Objectif visé 1
D'après le passage sur Rêve d'automne, dans quel lieu et à quel moment l'homme et la femme se rencontrent-ils ?

L’histoire, c’est celle de la rencontre entre un homme et une femme dans un cimetière un soir d’automne. Ils se sont connus autrefois et, le désir les fait vaciller, mais d’autres personnages, tous liés à la vie de l’Homme, hantent les lieux. Il y a des explications familiales entre l’Homme et ses parents, puis survient son ex-femme, alors qu’il n’a toujours pas présenté sa compagne à ses parents. Dans Rêve d’automne, on peut le deviner, il est autant question de désir que de mort.
Patrice Chéreau s’est emparé de l’espace symbolique que constitue cette salle du Musée du Louvre et a bien maîtrisé la temporalité éclatée de la pièce de Jon Fosse. La musique est sans doute l’aspect le plus étrange de cette mise en scène , dont les morceaux  entre kitsch et mélodrame, semblent sortir tout droit d’un mauvais film
et envahissent   le jeu des acteurs.

Objectif visé 2
Rassemblez toutes les lignes des enregistrements qui contiennent le mot « siding ».

Données fournies
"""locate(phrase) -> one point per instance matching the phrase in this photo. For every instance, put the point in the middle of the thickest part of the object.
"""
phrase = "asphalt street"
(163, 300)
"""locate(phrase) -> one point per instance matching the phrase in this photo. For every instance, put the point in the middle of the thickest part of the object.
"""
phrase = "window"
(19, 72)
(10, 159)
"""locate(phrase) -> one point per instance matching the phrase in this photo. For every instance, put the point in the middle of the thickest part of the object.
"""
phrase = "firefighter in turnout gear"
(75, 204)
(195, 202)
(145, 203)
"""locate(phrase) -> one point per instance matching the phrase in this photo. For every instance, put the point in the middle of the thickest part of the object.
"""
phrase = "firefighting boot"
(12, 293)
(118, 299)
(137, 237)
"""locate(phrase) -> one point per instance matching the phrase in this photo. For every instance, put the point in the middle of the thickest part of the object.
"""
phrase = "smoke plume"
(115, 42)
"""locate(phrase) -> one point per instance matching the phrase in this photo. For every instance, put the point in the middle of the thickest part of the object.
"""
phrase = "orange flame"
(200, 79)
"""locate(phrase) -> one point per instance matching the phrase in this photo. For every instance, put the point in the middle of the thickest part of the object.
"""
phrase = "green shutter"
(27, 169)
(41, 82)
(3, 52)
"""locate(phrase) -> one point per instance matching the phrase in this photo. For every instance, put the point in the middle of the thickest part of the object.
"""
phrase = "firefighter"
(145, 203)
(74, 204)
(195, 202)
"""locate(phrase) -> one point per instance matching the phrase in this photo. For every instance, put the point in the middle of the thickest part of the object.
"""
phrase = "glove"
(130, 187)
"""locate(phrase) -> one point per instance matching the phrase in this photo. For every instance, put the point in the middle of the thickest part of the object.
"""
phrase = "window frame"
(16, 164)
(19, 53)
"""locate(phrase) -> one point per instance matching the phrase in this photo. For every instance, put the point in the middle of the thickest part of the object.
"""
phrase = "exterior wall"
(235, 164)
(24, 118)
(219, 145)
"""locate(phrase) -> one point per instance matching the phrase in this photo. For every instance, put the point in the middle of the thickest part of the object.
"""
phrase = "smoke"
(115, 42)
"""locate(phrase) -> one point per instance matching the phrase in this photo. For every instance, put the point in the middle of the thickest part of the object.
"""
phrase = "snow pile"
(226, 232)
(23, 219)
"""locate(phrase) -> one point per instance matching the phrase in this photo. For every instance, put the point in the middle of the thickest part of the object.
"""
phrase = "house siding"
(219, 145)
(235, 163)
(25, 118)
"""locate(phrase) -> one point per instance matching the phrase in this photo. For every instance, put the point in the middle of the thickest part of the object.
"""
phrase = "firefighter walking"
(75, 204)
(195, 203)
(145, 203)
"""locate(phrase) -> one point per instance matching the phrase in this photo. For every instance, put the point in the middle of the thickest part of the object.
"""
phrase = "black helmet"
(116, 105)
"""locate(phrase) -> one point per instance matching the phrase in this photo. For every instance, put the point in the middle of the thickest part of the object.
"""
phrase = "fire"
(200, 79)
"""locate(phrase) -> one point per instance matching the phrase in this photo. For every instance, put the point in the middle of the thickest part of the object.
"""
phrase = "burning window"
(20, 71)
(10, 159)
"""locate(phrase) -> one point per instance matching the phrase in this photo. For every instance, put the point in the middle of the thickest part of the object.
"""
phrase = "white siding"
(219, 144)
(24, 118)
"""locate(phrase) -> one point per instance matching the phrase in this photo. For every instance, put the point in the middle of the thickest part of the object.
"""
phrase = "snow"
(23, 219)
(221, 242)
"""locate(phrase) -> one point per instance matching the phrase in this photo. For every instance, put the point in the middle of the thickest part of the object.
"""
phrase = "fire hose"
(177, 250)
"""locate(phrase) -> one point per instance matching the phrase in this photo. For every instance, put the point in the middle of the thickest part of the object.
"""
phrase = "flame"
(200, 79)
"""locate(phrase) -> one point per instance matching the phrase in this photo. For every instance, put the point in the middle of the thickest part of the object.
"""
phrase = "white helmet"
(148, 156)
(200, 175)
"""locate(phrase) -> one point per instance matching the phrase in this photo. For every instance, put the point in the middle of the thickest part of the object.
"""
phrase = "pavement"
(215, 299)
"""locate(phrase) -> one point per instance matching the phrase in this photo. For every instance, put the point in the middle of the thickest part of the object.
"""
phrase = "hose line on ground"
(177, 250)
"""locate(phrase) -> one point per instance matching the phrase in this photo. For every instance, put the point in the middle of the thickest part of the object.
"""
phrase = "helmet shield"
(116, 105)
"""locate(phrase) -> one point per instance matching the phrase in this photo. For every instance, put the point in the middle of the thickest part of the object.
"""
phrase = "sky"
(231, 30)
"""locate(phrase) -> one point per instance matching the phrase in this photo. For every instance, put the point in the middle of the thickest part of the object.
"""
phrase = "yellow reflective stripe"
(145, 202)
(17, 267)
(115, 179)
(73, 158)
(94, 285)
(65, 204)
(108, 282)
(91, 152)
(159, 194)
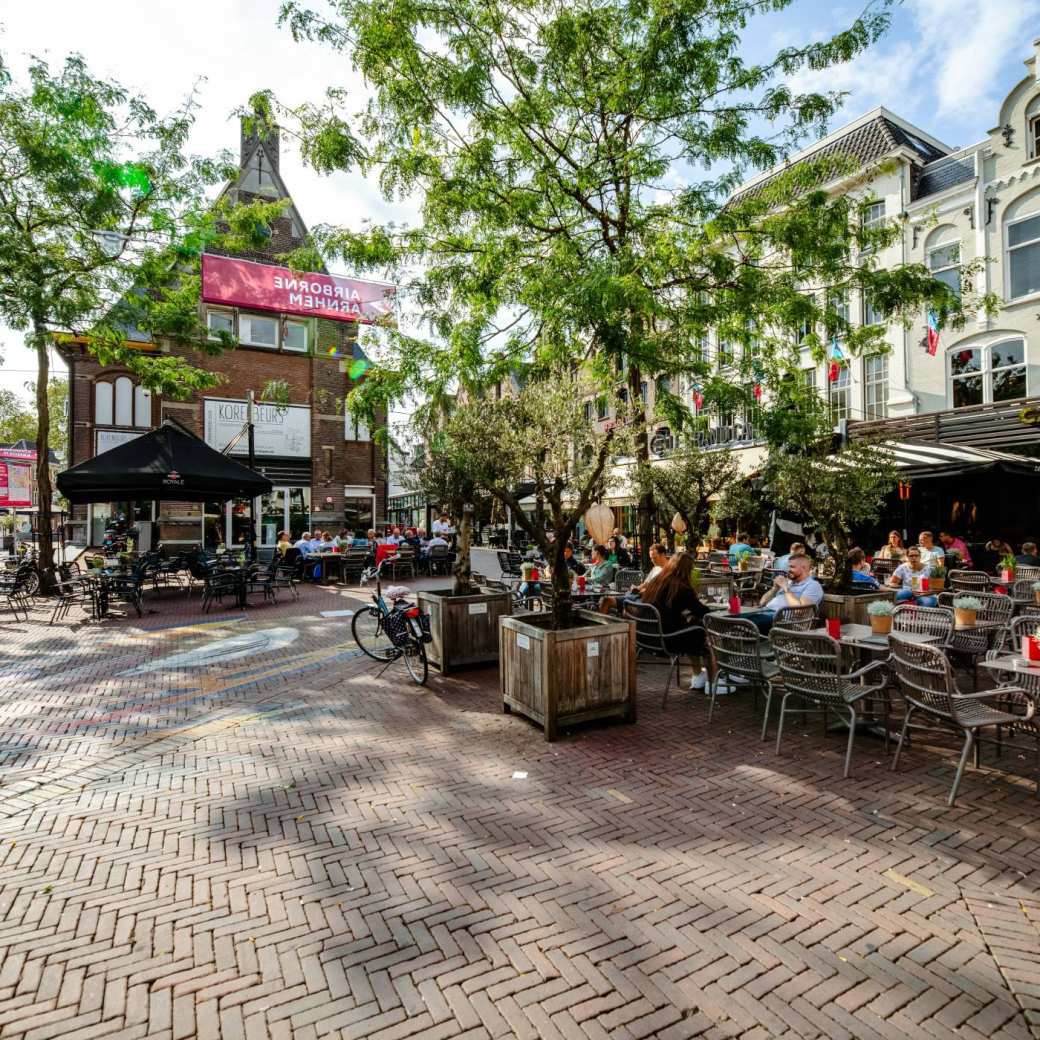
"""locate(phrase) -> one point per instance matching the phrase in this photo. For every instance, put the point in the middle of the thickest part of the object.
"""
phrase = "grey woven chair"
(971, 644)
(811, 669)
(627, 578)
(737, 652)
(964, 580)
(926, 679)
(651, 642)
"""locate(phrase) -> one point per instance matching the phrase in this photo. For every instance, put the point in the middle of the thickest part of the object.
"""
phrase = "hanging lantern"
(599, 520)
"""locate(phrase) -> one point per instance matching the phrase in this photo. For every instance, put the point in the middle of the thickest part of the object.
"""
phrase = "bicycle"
--
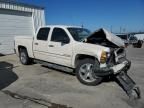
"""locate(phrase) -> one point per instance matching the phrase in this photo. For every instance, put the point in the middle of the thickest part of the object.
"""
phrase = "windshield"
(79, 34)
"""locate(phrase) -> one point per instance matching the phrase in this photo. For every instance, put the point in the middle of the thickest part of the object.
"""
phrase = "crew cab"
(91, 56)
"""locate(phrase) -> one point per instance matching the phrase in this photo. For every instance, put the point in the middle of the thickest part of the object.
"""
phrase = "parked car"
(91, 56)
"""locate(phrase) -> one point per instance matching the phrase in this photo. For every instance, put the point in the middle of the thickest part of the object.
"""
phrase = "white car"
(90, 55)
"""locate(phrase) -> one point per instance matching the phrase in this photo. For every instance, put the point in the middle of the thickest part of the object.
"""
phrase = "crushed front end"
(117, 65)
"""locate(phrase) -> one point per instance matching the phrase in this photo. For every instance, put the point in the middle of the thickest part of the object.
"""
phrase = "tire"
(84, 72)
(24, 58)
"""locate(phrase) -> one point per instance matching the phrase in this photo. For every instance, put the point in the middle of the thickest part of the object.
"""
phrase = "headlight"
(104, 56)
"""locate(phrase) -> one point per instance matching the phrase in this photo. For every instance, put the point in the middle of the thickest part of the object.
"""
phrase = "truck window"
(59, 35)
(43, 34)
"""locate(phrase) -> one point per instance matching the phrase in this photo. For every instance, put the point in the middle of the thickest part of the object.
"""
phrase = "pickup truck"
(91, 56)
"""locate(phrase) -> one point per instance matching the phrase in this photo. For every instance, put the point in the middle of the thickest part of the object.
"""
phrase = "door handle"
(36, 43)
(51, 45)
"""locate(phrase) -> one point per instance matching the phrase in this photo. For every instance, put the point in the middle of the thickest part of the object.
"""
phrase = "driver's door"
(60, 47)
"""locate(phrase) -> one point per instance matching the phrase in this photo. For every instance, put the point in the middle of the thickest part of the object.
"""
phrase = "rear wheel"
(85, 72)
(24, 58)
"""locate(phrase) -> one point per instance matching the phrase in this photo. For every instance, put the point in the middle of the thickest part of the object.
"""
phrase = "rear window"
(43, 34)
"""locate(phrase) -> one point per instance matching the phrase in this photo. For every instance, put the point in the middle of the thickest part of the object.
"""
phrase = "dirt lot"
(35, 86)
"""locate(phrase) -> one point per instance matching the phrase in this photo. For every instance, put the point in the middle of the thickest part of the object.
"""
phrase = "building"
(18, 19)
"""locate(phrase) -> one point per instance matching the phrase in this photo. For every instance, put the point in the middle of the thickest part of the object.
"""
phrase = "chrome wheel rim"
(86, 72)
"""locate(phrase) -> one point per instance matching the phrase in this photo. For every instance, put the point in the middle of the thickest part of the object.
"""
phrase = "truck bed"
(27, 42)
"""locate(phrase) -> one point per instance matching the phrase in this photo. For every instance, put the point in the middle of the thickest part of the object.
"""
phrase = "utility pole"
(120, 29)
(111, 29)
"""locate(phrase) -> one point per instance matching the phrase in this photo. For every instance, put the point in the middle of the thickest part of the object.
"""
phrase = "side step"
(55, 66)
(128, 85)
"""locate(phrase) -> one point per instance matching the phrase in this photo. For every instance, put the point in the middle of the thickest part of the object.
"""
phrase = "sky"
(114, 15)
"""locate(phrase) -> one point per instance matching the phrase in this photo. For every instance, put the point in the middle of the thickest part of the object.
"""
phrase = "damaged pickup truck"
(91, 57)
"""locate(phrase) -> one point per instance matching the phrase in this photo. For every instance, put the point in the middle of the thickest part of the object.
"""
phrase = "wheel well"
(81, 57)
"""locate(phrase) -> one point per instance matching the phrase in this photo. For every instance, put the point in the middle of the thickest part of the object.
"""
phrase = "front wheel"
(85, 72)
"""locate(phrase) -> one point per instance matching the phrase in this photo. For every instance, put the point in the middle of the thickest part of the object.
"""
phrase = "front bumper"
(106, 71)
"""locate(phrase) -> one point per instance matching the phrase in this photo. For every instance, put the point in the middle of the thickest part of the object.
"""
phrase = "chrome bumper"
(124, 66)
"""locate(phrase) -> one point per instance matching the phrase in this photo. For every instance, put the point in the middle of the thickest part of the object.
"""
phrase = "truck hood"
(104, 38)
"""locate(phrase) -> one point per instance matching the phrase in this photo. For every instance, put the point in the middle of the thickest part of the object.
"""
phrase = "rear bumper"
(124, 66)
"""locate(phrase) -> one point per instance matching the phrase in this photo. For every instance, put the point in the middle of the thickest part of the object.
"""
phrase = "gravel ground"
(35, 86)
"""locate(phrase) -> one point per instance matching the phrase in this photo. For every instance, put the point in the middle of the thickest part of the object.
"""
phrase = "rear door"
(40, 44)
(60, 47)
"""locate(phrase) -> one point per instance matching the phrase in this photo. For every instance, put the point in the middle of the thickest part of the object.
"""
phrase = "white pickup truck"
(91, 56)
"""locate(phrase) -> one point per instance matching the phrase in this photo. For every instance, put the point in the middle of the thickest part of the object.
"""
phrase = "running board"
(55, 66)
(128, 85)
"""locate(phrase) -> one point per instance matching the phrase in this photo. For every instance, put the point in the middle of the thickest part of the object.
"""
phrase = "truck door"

Réponse correcte 1
Dans un cimetière, un soir d'automne.

Réponse correcte 2
phrase = "house siding"
phrase = "white siding"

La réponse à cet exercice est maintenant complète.